| WORK TO COMPLETE |
Output the data verbatim, with nothing added or dropped.

| SUPPLIED DATA |
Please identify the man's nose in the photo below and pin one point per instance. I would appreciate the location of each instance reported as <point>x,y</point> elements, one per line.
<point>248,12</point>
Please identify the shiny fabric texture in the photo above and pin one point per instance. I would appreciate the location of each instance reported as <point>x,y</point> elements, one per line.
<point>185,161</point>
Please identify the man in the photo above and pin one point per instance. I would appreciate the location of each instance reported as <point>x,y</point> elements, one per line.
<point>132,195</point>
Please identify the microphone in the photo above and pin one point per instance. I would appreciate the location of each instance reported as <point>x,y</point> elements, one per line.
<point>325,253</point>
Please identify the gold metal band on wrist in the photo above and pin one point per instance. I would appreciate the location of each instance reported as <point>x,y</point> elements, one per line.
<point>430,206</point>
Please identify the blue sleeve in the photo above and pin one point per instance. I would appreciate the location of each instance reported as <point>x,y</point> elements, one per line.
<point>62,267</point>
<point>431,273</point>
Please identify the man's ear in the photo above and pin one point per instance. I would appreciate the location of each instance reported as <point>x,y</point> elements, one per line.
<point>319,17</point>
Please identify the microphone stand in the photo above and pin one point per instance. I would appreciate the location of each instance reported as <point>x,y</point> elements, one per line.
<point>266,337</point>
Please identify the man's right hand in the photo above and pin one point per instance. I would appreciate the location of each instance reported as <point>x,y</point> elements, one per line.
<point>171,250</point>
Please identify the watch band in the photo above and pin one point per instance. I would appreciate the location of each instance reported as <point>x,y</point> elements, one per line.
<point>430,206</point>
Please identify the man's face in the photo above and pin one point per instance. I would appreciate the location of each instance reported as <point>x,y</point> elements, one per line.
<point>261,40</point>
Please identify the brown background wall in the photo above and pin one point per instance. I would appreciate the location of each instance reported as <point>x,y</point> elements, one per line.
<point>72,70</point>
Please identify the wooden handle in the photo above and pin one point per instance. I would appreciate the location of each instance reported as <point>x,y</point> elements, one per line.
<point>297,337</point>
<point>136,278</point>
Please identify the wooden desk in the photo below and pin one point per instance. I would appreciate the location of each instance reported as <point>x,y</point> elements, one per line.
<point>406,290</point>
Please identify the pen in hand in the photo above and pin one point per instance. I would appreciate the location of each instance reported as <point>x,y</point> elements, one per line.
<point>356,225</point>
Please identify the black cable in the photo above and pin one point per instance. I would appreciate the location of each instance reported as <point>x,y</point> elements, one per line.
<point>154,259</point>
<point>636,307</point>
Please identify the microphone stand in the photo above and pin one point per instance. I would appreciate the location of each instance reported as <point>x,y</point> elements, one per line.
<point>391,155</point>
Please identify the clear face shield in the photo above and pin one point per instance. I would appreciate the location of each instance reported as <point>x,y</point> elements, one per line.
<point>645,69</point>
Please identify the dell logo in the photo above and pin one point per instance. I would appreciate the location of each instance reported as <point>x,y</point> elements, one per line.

| EXERCISE ANSWER |
Please identify the man's nose in the photo below and pin one point per instance. I would appreciate the location of each instance reported as <point>x,y</point> elements, one per line.
<point>248,12</point>
Please identify the shiny fabric texture in the photo above and pin one point per instance. I would appreciate the location of each instance reported as <point>x,y</point> elements, one per line.
<point>185,161</point>
Please identify the man in the photo above and pin one point per instance. I would appreciate the location of each instance reported as <point>x,y</point> elements, one per line.
<point>132,195</point>
Please identify the microphone in the photo above and pin one point per instance. I would appreciate the location of each instance reported as <point>x,y</point> elements, one per line.
<point>325,253</point>
Please identify the gold metal band on wrist in the photo above and pin one point per instance. I would appreciate the location of each instance reported as <point>x,y</point> elements, one per line.
<point>430,206</point>
Please identify the blue sleeve in the photo above and pin one point per instance. I would appreciate the location of each instance reported as <point>x,y</point> elements, one per line.
<point>62,267</point>
<point>431,273</point>
Please identify the man's ear in the photo above and pin one point per instance. I would appreciate the location of each instance reported as <point>x,y</point> elements, one per line.
<point>319,17</point>
Please identify the microphone stand in the photo above and pin one point per instance. I would appreciate the location of each instance reported as <point>x,y</point> elements, one per line.
<point>266,337</point>
Please identify the man's right hand in the photo above and pin one point per instance. I would appreciate the location of each instance reported as <point>x,y</point> elements, one per line.
<point>171,250</point>
Please identify the watch band in the photo above and pin one point per instance. I would appreciate the location of each instance reported as <point>x,y</point> elements, one per line.
<point>430,206</point>
Please identify the man's face in the photo above and pin one point per instance. I would appreciate the location of each instance reported as <point>x,y</point> elements, one per line.
<point>261,40</point>
Please identify the brown background wall in the photo above and pin one point per instance. I would appreciate the location of each instance reported as <point>x,y</point> elements, one per line.
<point>72,70</point>
Please identify the wooden handle in the photo above and pin one point per instance. I would appreciate the location of each instance reported as <point>x,y</point> elements, one per line.
<point>297,337</point>
<point>136,278</point>
Please identify the wooden desk in the photo below and pin one point per instance. I would appreciate the location of each instance reported as <point>x,y</point> elements, one per line.
<point>406,290</point>
Please identify the pen in hand in the photo above and pin one point per instance. I would appreciate the location of each instance reported as <point>x,y</point> elements, one per line.
<point>356,225</point>
Please identify the black cable in the photo above and pin one point per instance. I would appreciate the location of each instance reported as <point>x,y</point> elements, one per line.
<point>154,259</point>
<point>636,307</point>
Please identify the microphone stand in the photo above and pin one point per instance. I would appreciate the location of each instance reported as <point>x,y</point> elements, one per line.
<point>391,155</point>
Please identify the clear face shield in the photo above and pin one point per instance. I would appreciate the location of each instance reported as <point>x,y</point> elements, one per line.
<point>645,69</point>
Please identify the dell logo in the photo above and pin one point per instance. I would appreciate the location of each instance reported as <point>x,y</point> elements, one per line.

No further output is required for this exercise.